> EXERCISE SET
**a)** Answer these questions about the clinic account:
(i) How long was the woman who claimed to be possessed gone after she was taken to the mental hospital?
(ii) What did the people the writer encountered become fodder for?
(iii) What did the middle-aged woman with the flu think she was going to get?
**b)** Rewrite the part of the clinic account starting at "It was not until" and ending at "douched with Lysol.", substituting "medical leave" for "maternity leave".

It was all very interesting and tragic, until the day she came in as a personality we had not seen before.  She was bruised and scared, her hair hanging wet around her face.  She called herself another name and claimed she was possessed by the devil.  Upon examination, the doctor realized she had burned herself with cigarettes on her thighs and was psychotic.  She was taken to the mental hospital by ambulance and we did not see her for another six months.  When she returned, she was the little girl and her husband informed us she had been childlike for months now.  The last we heard, she was hospitalized again after being beaten in an alley.

The people I encountered became fodder for my short stories and poetry.  I became desensitized to their plight as I dissected it in my writing.  I enjoyed my work, but not the toll it took on my ability to empathize.  There is a certain detachment needed as you hold down yet another child for stitches or inform a wife her husband was more than likely cheating because she now suffered from herpes.  Sometimes, you saw people on one of their worst days, and you had to let go what happened to them after.

It was not until I was sent to the emergency room to fill in for someone on maternity leave, did it begin to wear on me.  For every patient with a foreign object shoved up their rectum, there was a gunshot or a car accident.  I began to see every day life as something to survive and not to enjoy.  The final straw came when I was eventually sent back to the clinic.  After a string of car accidents and bloody deaths, I was ready for cough, colds, and women who had douched with Lysol.

A friend of my sister had come in with her mother who had the flu for a week.  We took a chest x-ray and once it was developed, even untrained to read x-rays, I could see what the doctor was shaking his head over.  There were tumors on her lungs, cancerous looking tumors.  I turned to see this middle-aged woman who thought she was going to get a prescription for cough syrup, and instead she was facing lung cancer.  We called her attending physician and he refused to interrupt his dinner to come in.  I thought of how heartless it was when he had been treating this woman for years.

I stood outside the room while the moonlighting doctor, trained in setting broken bones, was stumbling over his words as he advised her to go immediately to the emergency room.  She asked time and time again if it was pneumonia and finally he said, I see something on your x-rays and I think it needs further testing.  She walked out of the room, all the blood drained from her face and we called her husband to take her to the emergency room.  The next morning, I turned in my two weeks notice.

Dataset entries
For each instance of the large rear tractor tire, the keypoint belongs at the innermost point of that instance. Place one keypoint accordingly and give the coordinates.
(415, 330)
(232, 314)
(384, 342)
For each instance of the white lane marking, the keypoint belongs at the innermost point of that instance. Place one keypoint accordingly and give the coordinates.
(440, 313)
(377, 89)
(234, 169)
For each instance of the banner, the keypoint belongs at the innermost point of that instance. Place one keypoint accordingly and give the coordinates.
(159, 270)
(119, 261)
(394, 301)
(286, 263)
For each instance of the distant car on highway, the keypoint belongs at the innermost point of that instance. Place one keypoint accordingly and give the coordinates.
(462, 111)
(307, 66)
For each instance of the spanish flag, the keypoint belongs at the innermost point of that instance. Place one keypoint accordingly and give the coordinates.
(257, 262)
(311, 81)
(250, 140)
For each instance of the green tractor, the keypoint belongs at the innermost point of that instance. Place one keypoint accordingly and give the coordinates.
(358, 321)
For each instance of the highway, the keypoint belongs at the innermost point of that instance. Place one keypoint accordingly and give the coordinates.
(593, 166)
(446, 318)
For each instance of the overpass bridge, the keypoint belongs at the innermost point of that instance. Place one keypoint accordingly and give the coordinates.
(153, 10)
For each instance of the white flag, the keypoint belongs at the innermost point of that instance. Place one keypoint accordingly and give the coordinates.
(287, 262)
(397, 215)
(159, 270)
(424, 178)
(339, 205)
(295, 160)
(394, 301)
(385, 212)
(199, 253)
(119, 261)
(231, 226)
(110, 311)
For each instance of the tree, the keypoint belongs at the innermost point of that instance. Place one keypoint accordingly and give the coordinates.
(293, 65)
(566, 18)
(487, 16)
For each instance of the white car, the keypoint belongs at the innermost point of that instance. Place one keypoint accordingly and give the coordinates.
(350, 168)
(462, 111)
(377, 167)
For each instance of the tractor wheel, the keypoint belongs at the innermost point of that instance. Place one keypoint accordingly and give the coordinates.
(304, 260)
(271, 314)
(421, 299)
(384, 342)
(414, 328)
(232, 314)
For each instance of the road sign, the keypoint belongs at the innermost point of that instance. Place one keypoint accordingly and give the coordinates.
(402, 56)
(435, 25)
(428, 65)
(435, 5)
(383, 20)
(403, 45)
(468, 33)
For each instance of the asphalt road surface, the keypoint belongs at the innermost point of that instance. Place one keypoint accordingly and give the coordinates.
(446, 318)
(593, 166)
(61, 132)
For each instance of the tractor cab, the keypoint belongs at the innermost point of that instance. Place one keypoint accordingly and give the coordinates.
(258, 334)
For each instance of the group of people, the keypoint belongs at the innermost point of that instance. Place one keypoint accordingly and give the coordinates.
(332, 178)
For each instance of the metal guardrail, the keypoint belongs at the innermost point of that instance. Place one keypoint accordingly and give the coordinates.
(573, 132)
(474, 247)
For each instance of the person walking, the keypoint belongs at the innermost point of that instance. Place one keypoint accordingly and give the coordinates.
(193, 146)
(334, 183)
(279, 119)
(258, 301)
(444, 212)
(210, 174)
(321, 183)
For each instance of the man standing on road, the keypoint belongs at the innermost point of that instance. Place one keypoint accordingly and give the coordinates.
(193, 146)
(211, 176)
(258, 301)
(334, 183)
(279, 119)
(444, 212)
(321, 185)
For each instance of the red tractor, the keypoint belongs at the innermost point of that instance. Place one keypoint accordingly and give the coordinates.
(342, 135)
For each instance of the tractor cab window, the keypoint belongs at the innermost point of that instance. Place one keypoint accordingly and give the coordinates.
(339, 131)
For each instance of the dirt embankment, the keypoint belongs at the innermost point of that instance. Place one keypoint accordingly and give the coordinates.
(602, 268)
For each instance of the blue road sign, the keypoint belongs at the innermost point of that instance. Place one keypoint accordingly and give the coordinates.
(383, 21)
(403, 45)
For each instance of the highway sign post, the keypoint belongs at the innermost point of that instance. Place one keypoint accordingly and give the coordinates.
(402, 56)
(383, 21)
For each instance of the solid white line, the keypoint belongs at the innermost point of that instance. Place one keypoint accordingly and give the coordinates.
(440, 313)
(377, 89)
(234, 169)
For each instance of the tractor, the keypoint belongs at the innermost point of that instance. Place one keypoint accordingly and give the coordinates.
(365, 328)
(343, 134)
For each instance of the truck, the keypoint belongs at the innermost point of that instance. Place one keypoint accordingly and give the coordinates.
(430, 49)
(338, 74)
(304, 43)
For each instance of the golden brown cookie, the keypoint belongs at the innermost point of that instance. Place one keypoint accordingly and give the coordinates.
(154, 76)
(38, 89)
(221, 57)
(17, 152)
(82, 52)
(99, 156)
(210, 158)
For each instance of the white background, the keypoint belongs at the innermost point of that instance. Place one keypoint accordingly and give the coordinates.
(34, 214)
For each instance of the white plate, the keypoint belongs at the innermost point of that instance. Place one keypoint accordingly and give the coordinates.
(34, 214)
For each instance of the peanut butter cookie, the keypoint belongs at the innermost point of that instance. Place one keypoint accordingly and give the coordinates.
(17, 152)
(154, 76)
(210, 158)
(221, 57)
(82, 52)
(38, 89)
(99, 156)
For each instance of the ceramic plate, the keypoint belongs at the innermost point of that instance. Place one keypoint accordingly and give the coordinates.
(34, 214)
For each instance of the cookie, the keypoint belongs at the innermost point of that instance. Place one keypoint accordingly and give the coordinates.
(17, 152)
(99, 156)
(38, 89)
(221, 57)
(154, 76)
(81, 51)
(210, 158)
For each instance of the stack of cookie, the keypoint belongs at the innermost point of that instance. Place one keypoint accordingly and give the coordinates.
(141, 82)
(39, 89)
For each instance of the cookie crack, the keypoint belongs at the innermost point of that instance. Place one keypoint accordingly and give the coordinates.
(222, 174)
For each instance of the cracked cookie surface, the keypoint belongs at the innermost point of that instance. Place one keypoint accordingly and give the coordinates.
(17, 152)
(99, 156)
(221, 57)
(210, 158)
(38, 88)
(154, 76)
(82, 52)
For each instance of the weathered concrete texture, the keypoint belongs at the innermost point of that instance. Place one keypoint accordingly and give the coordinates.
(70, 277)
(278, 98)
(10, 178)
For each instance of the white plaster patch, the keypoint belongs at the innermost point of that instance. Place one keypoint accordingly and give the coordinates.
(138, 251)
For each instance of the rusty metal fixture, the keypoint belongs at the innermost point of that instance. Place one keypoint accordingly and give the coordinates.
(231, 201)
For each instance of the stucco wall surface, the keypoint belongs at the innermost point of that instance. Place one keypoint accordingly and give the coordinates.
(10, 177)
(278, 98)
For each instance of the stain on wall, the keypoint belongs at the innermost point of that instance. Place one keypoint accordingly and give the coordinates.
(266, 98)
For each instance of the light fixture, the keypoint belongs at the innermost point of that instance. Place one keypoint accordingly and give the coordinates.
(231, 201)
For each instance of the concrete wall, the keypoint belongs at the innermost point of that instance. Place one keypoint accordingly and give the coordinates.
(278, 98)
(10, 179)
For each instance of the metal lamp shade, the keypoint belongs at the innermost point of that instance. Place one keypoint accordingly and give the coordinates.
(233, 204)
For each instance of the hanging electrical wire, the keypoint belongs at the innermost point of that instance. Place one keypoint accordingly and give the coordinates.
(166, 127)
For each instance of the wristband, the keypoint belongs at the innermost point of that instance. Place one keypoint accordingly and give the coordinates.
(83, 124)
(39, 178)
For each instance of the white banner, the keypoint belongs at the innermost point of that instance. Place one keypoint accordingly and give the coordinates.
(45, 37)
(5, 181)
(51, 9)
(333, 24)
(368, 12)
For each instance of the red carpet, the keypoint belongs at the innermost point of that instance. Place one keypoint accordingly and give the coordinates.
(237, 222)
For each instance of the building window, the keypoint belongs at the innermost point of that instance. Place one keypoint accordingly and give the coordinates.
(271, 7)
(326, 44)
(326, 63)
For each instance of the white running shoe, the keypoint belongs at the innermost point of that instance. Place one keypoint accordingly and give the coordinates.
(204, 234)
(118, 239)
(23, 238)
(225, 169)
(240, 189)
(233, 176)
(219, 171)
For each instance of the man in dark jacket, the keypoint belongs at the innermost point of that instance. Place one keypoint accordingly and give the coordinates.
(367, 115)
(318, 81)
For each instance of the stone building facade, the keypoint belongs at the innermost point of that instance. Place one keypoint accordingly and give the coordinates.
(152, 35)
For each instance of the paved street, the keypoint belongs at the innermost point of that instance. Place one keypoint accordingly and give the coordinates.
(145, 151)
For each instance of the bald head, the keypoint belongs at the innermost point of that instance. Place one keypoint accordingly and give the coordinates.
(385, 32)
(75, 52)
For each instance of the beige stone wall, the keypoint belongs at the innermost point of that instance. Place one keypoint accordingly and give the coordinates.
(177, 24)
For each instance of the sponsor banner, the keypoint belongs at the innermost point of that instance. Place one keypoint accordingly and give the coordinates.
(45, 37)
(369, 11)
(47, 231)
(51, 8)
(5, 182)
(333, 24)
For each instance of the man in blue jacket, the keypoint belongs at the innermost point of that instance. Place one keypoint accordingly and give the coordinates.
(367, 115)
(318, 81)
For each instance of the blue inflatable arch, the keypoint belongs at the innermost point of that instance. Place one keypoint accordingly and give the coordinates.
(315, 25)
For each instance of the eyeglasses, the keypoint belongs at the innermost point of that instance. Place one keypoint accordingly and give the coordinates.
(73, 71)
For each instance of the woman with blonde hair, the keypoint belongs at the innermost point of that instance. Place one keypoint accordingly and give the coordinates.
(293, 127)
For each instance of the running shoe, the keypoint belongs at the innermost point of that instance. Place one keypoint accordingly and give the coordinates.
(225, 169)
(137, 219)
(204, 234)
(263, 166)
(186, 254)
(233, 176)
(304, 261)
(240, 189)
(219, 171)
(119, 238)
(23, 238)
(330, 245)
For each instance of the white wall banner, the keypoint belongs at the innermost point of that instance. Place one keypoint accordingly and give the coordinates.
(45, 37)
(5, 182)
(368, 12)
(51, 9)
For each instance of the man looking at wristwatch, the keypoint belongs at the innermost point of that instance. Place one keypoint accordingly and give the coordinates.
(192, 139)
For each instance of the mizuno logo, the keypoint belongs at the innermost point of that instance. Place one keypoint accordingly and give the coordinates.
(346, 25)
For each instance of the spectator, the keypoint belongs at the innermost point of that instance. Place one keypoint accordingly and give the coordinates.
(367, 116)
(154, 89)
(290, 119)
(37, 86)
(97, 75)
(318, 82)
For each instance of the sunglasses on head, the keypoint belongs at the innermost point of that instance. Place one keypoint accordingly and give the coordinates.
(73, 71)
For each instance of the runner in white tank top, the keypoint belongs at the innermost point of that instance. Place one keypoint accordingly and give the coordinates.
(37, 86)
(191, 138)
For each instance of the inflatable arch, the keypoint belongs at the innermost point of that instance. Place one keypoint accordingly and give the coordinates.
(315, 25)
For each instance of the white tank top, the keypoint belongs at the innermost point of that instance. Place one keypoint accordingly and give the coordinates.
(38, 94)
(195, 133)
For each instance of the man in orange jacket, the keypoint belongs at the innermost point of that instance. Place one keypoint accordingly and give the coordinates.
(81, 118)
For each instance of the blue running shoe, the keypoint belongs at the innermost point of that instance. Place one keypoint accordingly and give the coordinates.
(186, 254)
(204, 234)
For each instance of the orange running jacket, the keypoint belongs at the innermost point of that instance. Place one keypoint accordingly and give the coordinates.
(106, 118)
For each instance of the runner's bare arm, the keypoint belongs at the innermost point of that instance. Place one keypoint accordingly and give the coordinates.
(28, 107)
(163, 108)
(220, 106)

> SOLUTIONS TO THE EXERCISE
**a)**
(i) Six months
(ii) The writer's short stories and poetry
(iii) A prescription for cough syrup

**b)**
It was not until I was sent to the emergency room to fill in for someone on medical leave, did it begin to wear on me.  For every patient with a foreign object shoved up their rectum, there was a gunshot or a car accident.  I began to see every day life as something to survive and not to enjoy.  The final straw came when I was eventually sent back to the clinic.  After a string of car accidents and bloody deaths, I was ready for cough, colds, and women who had douched with Lysol.